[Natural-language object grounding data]
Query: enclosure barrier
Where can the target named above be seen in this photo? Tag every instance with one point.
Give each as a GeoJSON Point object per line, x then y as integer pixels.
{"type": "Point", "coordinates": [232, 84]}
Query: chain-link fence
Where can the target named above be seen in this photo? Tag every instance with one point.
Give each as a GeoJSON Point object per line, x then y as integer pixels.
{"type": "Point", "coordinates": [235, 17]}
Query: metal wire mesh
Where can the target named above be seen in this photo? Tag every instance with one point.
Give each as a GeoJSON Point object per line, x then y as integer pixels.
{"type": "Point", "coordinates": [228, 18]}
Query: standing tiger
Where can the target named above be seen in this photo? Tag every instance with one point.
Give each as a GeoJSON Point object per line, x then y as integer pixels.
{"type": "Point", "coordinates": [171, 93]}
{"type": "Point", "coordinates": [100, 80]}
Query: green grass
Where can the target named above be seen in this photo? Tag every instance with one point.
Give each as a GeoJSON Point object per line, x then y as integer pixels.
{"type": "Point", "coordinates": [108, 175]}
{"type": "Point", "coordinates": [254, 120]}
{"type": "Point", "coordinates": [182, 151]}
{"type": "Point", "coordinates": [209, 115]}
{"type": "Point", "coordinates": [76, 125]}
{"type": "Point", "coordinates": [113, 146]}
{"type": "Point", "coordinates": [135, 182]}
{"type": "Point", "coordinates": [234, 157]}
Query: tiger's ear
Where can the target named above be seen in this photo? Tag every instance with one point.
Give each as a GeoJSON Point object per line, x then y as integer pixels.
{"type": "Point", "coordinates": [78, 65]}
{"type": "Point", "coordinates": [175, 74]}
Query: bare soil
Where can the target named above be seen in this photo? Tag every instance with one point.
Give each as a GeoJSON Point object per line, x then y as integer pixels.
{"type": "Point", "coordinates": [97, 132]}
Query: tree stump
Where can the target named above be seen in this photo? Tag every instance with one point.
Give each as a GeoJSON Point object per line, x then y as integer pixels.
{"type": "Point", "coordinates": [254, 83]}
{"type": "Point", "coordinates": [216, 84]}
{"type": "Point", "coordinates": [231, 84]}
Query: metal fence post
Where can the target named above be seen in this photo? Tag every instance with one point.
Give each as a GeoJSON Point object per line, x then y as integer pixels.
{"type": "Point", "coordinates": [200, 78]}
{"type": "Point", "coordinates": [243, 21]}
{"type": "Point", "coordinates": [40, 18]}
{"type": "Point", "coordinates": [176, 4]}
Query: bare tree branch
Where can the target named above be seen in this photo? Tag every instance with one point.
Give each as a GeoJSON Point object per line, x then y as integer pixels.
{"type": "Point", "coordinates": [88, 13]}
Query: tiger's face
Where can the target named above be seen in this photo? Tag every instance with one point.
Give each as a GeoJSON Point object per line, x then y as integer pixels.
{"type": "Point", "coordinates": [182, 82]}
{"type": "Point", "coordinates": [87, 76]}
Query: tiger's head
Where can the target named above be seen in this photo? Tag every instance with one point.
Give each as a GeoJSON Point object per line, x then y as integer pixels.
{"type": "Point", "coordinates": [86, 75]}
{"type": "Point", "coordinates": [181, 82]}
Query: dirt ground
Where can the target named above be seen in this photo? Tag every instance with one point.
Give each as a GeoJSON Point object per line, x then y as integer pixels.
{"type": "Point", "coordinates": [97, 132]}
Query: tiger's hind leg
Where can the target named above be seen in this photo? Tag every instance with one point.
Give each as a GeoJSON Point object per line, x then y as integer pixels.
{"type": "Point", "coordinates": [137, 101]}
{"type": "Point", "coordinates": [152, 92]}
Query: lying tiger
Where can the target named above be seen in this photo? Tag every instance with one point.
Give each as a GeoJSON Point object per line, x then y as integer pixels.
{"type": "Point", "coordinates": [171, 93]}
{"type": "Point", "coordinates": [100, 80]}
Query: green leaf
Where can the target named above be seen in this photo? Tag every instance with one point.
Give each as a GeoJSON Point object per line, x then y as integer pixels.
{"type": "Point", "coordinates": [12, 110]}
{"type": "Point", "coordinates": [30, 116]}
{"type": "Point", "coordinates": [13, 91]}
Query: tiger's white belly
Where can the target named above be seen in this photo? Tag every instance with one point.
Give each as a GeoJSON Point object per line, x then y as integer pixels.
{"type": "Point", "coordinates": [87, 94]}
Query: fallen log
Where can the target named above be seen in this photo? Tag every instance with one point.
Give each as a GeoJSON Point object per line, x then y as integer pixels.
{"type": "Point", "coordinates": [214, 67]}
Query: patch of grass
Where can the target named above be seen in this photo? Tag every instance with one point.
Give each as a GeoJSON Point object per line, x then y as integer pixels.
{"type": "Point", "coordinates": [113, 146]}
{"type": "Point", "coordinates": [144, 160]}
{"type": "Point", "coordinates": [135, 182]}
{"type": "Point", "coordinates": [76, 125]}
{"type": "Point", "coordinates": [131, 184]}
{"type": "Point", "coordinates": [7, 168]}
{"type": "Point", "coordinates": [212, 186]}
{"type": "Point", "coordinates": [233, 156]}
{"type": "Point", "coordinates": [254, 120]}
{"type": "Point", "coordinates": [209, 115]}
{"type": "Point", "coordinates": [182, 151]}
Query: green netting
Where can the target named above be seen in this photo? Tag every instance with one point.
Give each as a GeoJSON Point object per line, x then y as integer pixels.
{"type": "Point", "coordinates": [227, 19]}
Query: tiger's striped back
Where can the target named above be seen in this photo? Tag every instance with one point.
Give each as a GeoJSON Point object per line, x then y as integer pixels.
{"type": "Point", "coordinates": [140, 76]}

= BRIEF =
Retype the records, line for line.

= TASK SOLUTION =
Query: enclosure barrier
Where can the target named above be seen in this photo? Tag every instance with one point.
Give each as a GeoJSON Point object per line, x then y as integer pixels.
{"type": "Point", "coordinates": [232, 84]}
Query: chain-link fence
Where can the target named above be seen in this photo? Tag every instance with one point.
Give each as a GeoJSON Point object per line, x then y as integer pixels.
{"type": "Point", "coordinates": [235, 17]}
Query: metal wire mesh
Where can the target named above be seen in this photo? Tag every instance with one point.
Give each as a GeoJSON Point object per line, x then y as integer pixels.
{"type": "Point", "coordinates": [228, 18]}
Query: standing tiger
Where can the target named above be seen in this photo? Tag every instance with one point.
Give each as a GeoJSON Point object per line, x then y as integer pixels.
{"type": "Point", "coordinates": [171, 93]}
{"type": "Point", "coordinates": [100, 80]}
Query: green grass
Where can the target named above be seen in this photo? Tag every instance with one point.
Give each as a GeoJSON Point object per line, x then y as integer pixels.
{"type": "Point", "coordinates": [108, 175]}
{"type": "Point", "coordinates": [254, 120]}
{"type": "Point", "coordinates": [182, 151]}
{"type": "Point", "coordinates": [209, 115]}
{"type": "Point", "coordinates": [76, 125]}
{"type": "Point", "coordinates": [113, 146]}
{"type": "Point", "coordinates": [135, 182]}
{"type": "Point", "coordinates": [234, 157]}
Query: tiger's ear
Where can the target named above be seen in this photo? Tag every instance with one point.
Give each as a GeoJSON Point object per line, x then y as integer pixels.
{"type": "Point", "coordinates": [78, 65]}
{"type": "Point", "coordinates": [175, 74]}
Query: bare soil
Where can the target named above be seen in this photo? Tag every instance with one point.
Give each as a GeoJSON Point object per line, x then y as integer pixels.
{"type": "Point", "coordinates": [97, 132]}
Query: tree stump
Where can the target named above be seen in this photo? Tag every instance with one point.
Give each as a GeoJSON Point object per line, x then y as integer pixels.
{"type": "Point", "coordinates": [254, 83]}
{"type": "Point", "coordinates": [216, 84]}
{"type": "Point", "coordinates": [231, 84]}
Query: metal fence post
Where can the target named above be seen in this photo? Tag every instance with one point.
Give each as a GeoJSON Point object per line, x then y as integer pixels.
{"type": "Point", "coordinates": [200, 78]}
{"type": "Point", "coordinates": [243, 21]}
{"type": "Point", "coordinates": [40, 18]}
{"type": "Point", "coordinates": [176, 4]}
Query: bare tree branch
Where can the target named above be seen in this photo? Tag every instance with one point.
Give each as a GeoJSON Point object per line, x then y as integer pixels.
{"type": "Point", "coordinates": [88, 13]}
Query: tiger's face
Where can the target named above be seen in this photo? Tag every instance with one point.
Give each as a GeoJSON Point object per line, x then y as integer pixels.
{"type": "Point", "coordinates": [182, 82]}
{"type": "Point", "coordinates": [87, 76]}
Query: tiger's head
Where can the target named above be seen in this photo? Tag every instance with one point.
Give each as a GeoJSON Point object per line, x then y as integer pixels.
{"type": "Point", "coordinates": [86, 75]}
{"type": "Point", "coordinates": [181, 82]}
Query: dirt ground
Where can the target named above be seen in this photo? Tag every instance with one point.
Give each as a GeoJSON Point object per line, x then y as integer pixels.
{"type": "Point", "coordinates": [97, 132]}
Query: tiger's hind leg
Where can the target named above be seen in this photo? Tag every instance with one point.
Give each as a GeoJSON Point object per line, x then y as integer pixels.
{"type": "Point", "coordinates": [137, 101]}
{"type": "Point", "coordinates": [152, 92]}
Query: lying tiger
Where can the target named above be seen in this photo? Tag every instance with one point.
Give each as a GeoJSON Point object per line, x then y as integer pixels.
{"type": "Point", "coordinates": [171, 93]}
{"type": "Point", "coordinates": [100, 80]}
Query: green leaf
Where can the target named above be seen in this photo? Tag every instance with one point.
Give each as a GeoJSON Point object per line, x then y as integer pixels.
{"type": "Point", "coordinates": [12, 110]}
{"type": "Point", "coordinates": [30, 116]}
{"type": "Point", "coordinates": [13, 91]}
Query: tiger's white belly
Where can the target named above be seen in this photo? Tag every instance with one point.
Give each as a GeoJSON Point object per line, x then y as integer pixels.
{"type": "Point", "coordinates": [87, 94]}
Query: fallen log
Where can the target named above be seen in this photo? Tag every instance with one point.
Give each as a GeoJSON Point object per line, x then y as integer pixels.
{"type": "Point", "coordinates": [214, 67]}
Query: patch of grass
Where can the target named above be seen in this photo? Tag every instance with one point.
Give each as a GeoJSON Point object per line, x then y as integer pixels.
{"type": "Point", "coordinates": [113, 146]}
{"type": "Point", "coordinates": [144, 160]}
{"type": "Point", "coordinates": [135, 182]}
{"type": "Point", "coordinates": [76, 125]}
{"type": "Point", "coordinates": [131, 184]}
{"type": "Point", "coordinates": [7, 168]}
{"type": "Point", "coordinates": [212, 186]}
{"type": "Point", "coordinates": [233, 156]}
{"type": "Point", "coordinates": [254, 120]}
{"type": "Point", "coordinates": [209, 115]}
{"type": "Point", "coordinates": [182, 151]}
Query: green netting
Where can the target named above be seen in this photo? Tag every instance with one point.
Give each as a GeoJSON Point object per line, x then y as integer pixels.
{"type": "Point", "coordinates": [227, 19]}
Query: tiger's striped back
Where can the target named above be seen in this photo? Tag every instance with one point.
Give each as a GeoJSON Point object per line, x then y as integer pixels.
{"type": "Point", "coordinates": [140, 76]}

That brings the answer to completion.